Could you reproduce all of the records exactly?

Records from a data collection
• • • • •
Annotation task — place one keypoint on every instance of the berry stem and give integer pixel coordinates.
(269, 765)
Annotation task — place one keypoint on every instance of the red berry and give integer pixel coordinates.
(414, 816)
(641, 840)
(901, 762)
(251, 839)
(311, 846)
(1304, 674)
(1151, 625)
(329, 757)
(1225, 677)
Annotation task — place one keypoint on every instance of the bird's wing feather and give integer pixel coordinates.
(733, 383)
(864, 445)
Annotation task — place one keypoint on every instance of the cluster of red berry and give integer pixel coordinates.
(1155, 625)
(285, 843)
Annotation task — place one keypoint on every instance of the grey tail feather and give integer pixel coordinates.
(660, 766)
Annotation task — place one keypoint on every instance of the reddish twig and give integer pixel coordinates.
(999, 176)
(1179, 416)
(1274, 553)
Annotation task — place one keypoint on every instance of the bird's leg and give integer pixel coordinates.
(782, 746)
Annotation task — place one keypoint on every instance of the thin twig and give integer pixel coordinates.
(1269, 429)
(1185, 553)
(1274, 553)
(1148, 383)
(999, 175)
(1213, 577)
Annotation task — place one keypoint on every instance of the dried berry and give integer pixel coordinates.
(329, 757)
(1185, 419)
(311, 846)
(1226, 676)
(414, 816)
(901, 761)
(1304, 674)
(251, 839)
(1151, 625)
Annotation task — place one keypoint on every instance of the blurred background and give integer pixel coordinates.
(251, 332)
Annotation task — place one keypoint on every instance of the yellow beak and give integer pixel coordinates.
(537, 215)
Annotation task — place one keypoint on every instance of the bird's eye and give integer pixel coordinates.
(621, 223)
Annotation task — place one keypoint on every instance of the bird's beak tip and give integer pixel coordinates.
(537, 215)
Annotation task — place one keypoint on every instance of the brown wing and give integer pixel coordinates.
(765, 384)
• • • • •
• _The answer_
Annotation task — place one keypoint on every instance of the berry stem and give integer pixel coordinates.
(269, 765)
Annotation task — place one keypoint on every instance of the red berry and give integer pixel coordinates.
(414, 816)
(641, 840)
(901, 762)
(251, 839)
(311, 846)
(1304, 674)
(1151, 625)
(329, 757)
(1225, 677)
Annotation task — place one keypoint on every instance of the bird's wing feather and give integer pixel coordinates.
(733, 383)
(864, 445)
Annotation task — place one keypoint on every instance of the cluster of red berry and give integer pixel coordinates.
(1155, 625)
(285, 843)
Annotation task — place one keypoint on every instance of the grey tail feather and give integer pixel coordinates.
(660, 766)
Annotation task — place one keypoint on every instance of the reddish twig and give integer pixel coordinates.
(999, 176)
(1179, 416)
(1274, 553)
Annotation task — place one keypoint on every instance of the bird's leg and give integer pixel coordinates.
(782, 746)
Annotation task — place one keypoint on every instance of the thin twig and give integer pixel coordinates.
(1269, 429)
(1185, 553)
(1274, 553)
(1148, 383)
(999, 175)
(1213, 577)
Annotation task — place one keypoint on every instance of the dried berry and give integer pixel coordinates.
(329, 757)
(1185, 419)
(311, 846)
(1226, 676)
(414, 816)
(901, 761)
(1304, 674)
(251, 839)
(1151, 625)
Annotation task — place one keypoint on every instance of the blurred background and give integer pixel coordinates.
(251, 332)
Annotation task — place one keypoint on every instance of the yellow beak and give integer pixel coordinates.
(537, 215)
Annotation task — place one keypoint on every instance of the bird's eye and give integer pixel coordinates.
(621, 223)
Annotation task — place one keypoint on every instance of the bird's beak tip and give integer pixel coordinates.
(537, 215)
Annotation task — place one keypoint on every instance of the brown wing and give integer pixel coordinates.
(765, 384)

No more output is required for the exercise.